## INSTRUÇÕES DA TAREFA
Responda com base no texto da página:
1. Que três obras, segundo o texto, traçaram o perfil da empresa?
2. Que método o texto diz que não se trata de transferir para o domínio da história?
3. Qual editora publicou a tradução citada no fim do texto, e em que cidade?

## TEXTO DA PÁGINA
* * * *
Não se deve mais contar com eles para proteger os privilégios, nem para
afirmar, uma vez mais, e, entretanto, só Deus sabe se se teria necessidade
disso na aflição de hoje, que a história, pelo menos ela, é viva e contínua;
que ela é, para o tema em questão, o lugar do repouso, da certeza, da
reconciliação, do sono tranquilizado.
Neste ponto se determina uma
empresa cujo perfil foi traçado por Histoire
de la folie, Naissance de la clinique, Les mots et les choses, muito
imperfeitamente. Trata-se de uma empresa pela qual se tenta medir as mutações
que se operam, em geral, no domínio da história; empresa onde são postos em
questão os métodos, os limites, os temas próprios da história das ideias;
empresa pela qual se tenta desfazer as últimas sujeições antropológicas;
empresa que quer, em troca, mostrar como essas sujeições se puderam formar. Estas
tarefas foram esboçadas numa certa desordem, e sem que a sua articulação geral
fosse claramente definida. Era tempo de lhes dar coerência, ou, pelo menos, de
colocá-las em prática.
Não se trata de transferir para o
domínio da história, e singularmente da história dos conhecimentos, um método estruturalista
que foi testado noutros campos de análise. Trata-se de revelar os princípios e
as consequências de uma transformação autóctone que está em vias de se realizar
no domínio do saber histórico. É bem possível que essa transformação, os
problemas que ela coloca, os instrumentos que utiliza, os conceitos que aí se definem,
os resultados que ela obtém, não sejam, até certo ponto, estranhos ao que se
chama análise estrutural. Mas não é essa análise que aqui se encontra,
especificamente, em jogo.
Não se trata (e ainda menos) de
utilizar as categorias das totalidades culturais (sejam as visões de mundo, os
tipos ideais ou o espírito singular das épocas) para impor à história, e apesar
dela, as formas da análise estrutural. As séries descritas, os limites fixados,
as comparações e as correlacções estabelecidas não se apoiam nas antigas
filosofias da história, mas têm por finalidade colocar novamente em questão as
teleologias e as totalizações.
Na medida em que se trata de
definir um método de análise histórica que esteja liberto do tema
antropológico, vê-se que a teoria que vai ser esboçada agora se encontra, com
as pesquisas já feitas, em uma dupla relação. Ela tenta formular, em termos
gerais (e não sem muitas rectificações e elaborações), os instrumentos que essas
pesquisas utilizaram ou criaram para atender às necessidades da causa. Mas, por
outro lado, ela se reforça com os resultados então obtidos para definir um método
de análise que esteja isento de qualquer antropológico. O solo sobre o qual
repousa é o que ela descobriu. As pesquisas sobre a loucura e o aparecimento de
uma psicologia, sobre a doença e o nascimento de uma medicina clínica, sobre as
ciências da vida, da linguagem e da economia, foram tentativas de certa forma
cegas: mas elas se esclareciam sucessivamente, não somente porque precisavam,
pouco a pouco, do seu método, mas porque descobriram, neste debate sobre o humanismo
e antropologia, o ponto da sua possibilidade histórica». In Michel Foucault, A
Arqueologia do Saber, 1969, tradução Luiz Neves, Editora Forense Universitária,
Rio de Janeiro, 2008, ISBN 978-852-480-344-7.
* * * *
## MATERIAL APRESENTADO
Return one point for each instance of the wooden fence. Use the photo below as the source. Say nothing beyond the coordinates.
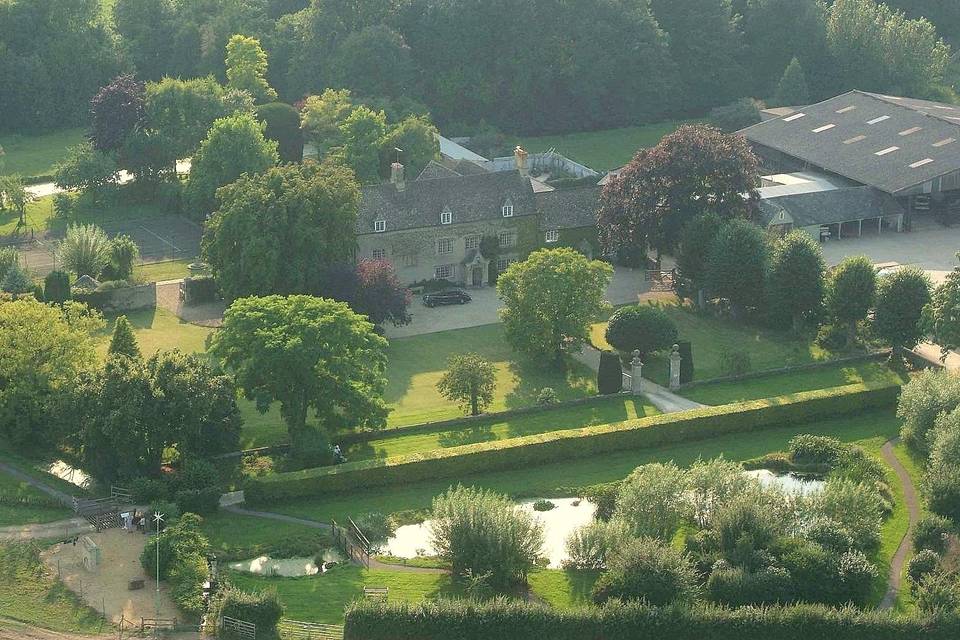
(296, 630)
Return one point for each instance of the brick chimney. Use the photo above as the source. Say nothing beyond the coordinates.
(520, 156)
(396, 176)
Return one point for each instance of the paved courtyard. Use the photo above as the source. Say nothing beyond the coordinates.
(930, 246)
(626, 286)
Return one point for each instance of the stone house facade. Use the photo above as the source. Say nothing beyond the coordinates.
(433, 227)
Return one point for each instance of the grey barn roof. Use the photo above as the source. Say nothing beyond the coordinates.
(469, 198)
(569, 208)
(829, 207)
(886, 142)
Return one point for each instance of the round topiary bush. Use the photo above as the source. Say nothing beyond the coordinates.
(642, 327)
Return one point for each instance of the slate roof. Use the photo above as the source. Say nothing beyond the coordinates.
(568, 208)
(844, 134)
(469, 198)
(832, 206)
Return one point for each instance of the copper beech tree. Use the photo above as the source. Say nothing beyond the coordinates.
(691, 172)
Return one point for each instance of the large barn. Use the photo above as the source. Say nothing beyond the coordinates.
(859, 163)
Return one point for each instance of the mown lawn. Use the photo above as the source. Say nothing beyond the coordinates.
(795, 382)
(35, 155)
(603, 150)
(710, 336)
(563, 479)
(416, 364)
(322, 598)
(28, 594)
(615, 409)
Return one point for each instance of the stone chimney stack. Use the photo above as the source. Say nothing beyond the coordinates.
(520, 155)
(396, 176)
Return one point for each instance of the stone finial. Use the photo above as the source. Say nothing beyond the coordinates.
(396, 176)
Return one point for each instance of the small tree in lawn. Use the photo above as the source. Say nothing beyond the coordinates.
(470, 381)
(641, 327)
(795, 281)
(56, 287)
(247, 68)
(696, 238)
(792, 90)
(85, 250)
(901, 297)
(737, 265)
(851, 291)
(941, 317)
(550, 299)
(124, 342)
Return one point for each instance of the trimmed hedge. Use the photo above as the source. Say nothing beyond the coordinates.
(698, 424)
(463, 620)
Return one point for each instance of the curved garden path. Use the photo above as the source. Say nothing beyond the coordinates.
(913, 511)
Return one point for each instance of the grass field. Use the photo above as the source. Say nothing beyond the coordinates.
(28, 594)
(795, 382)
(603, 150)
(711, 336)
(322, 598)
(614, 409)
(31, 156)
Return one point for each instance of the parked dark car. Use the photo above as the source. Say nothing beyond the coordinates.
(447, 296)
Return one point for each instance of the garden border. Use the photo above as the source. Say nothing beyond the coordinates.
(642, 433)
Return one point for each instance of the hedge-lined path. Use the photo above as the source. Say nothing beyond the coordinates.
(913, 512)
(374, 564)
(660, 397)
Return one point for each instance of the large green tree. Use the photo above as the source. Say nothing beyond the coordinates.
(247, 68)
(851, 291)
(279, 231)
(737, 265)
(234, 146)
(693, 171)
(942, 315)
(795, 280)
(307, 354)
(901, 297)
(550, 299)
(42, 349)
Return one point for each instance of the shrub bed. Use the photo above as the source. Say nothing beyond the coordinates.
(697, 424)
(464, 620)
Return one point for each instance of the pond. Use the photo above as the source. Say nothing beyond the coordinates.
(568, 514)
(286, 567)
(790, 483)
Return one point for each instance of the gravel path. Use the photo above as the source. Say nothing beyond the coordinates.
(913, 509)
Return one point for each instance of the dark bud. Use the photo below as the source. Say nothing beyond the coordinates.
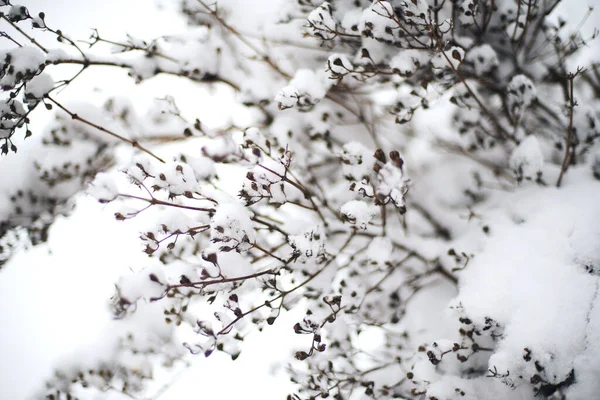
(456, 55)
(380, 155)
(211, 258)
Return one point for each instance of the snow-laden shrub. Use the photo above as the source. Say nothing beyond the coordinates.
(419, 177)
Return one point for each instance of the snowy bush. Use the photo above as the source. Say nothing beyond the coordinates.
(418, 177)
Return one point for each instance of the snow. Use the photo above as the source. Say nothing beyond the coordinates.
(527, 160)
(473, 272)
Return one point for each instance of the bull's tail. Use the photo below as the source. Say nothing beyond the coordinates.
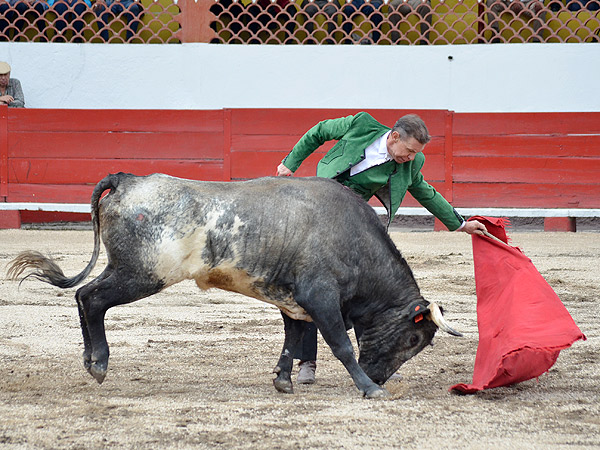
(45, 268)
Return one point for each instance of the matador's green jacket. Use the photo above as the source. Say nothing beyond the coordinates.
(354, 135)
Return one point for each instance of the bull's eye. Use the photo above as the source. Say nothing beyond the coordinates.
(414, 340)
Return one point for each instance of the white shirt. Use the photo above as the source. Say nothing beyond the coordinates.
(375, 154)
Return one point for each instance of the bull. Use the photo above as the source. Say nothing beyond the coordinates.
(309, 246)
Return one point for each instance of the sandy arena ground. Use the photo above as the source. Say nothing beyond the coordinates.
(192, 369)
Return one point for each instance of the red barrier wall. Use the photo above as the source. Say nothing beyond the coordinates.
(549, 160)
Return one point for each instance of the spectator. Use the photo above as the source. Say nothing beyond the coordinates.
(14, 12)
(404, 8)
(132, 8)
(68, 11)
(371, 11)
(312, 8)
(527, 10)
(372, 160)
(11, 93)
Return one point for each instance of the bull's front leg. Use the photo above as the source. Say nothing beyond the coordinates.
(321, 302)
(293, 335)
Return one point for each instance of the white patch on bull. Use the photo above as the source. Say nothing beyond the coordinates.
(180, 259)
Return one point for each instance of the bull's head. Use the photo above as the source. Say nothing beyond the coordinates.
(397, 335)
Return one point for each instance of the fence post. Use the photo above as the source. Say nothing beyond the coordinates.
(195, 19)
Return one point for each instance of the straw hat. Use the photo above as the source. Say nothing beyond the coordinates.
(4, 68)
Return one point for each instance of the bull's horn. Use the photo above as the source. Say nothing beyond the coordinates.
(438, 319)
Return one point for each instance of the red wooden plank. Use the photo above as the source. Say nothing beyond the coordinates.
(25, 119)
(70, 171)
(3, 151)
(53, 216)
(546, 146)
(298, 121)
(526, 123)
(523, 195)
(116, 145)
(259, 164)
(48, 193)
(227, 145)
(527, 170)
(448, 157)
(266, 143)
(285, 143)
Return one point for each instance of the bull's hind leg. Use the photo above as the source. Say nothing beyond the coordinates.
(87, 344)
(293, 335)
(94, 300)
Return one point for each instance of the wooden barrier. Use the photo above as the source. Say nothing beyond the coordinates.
* * * *
## RESPOSTA DA TAREFA
1. Histoire de la folie, Naissance de la clinique e Les mots et les choses.
2. Um método estruturalista, já testado noutros campos de análise.
3. Editora Forense Universitária, no Rio de Janeiro.